- **WHAT YOU NEED TO DO**: Below are some records; print every one of them exactly.

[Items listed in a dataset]
☆ ☆ ☆ ☆ ☆
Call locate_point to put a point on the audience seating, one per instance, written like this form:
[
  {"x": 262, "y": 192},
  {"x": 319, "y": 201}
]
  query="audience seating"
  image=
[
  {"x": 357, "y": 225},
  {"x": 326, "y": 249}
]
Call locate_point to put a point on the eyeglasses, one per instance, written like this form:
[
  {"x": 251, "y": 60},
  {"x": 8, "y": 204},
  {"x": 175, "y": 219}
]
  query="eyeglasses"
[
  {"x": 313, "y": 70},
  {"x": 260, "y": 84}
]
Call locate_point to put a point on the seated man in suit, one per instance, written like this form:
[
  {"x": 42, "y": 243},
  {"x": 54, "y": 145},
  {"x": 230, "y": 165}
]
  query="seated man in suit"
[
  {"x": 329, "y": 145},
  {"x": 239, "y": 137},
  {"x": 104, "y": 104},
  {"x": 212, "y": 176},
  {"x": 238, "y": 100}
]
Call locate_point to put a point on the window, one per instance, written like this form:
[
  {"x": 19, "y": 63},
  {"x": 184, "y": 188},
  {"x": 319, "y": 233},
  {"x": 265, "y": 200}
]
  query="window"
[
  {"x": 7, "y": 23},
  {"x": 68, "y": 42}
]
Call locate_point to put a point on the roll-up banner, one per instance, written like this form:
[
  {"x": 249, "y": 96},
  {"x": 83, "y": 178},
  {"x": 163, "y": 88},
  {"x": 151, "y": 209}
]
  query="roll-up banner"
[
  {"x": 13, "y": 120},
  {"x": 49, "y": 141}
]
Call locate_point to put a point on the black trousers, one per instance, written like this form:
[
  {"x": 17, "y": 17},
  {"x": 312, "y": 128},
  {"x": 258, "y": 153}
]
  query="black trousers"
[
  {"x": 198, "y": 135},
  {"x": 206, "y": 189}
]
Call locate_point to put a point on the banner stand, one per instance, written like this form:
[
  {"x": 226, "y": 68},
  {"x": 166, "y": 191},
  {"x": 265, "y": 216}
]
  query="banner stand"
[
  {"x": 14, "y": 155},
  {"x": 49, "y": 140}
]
☆ ☆ ☆ ☆ ☆
- **EXERCISE OUTPUT**:
Call locate_point to put a point on the audience seating, one per instance, written like this form:
[
  {"x": 262, "y": 192},
  {"x": 319, "y": 201}
]
  query="audience seating"
  image=
[
  {"x": 357, "y": 225},
  {"x": 326, "y": 249}
]
Call locate_point to put a point on the eyeglasses, one per instance, written like this form:
[
  {"x": 251, "y": 60},
  {"x": 8, "y": 204},
  {"x": 175, "y": 219}
]
  query="eyeglasses"
[
  {"x": 313, "y": 70},
  {"x": 260, "y": 84}
]
Call locate_point to put a point on the seated man in suit, one per instance, written like this form:
[
  {"x": 42, "y": 243},
  {"x": 54, "y": 145},
  {"x": 230, "y": 165}
]
  query="seated man in suit"
[
  {"x": 329, "y": 145},
  {"x": 239, "y": 137},
  {"x": 104, "y": 104},
  {"x": 212, "y": 176},
  {"x": 238, "y": 100}
]
Call locate_point to put a point on the window, one per instance, written like this form:
[
  {"x": 19, "y": 63},
  {"x": 184, "y": 188},
  {"x": 319, "y": 233},
  {"x": 265, "y": 200}
]
  query="window"
[
  {"x": 7, "y": 23},
  {"x": 68, "y": 42}
]
Call locate_point to put a point on the roll-up banner, one per instance, written like this form:
[
  {"x": 249, "y": 96},
  {"x": 83, "y": 178},
  {"x": 163, "y": 88},
  {"x": 151, "y": 209}
]
  query="roll-up banner"
[
  {"x": 13, "y": 120},
  {"x": 49, "y": 141}
]
Call locate_point to put a point on the black trousers, one per instance, written like this form:
[
  {"x": 17, "y": 17},
  {"x": 312, "y": 128},
  {"x": 258, "y": 153}
]
  query="black trousers"
[
  {"x": 198, "y": 135},
  {"x": 206, "y": 189}
]
Call locate_point to put a point on the banner stand, one per instance, written like this form:
[
  {"x": 226, "y": 68},
  {"x": 166, "y": 191},
  {"x": 265, "y": 216}
]
  query="banner stand"
[
  {"x": 14, "y": 155},
  {"x": 49, "y": 140}
]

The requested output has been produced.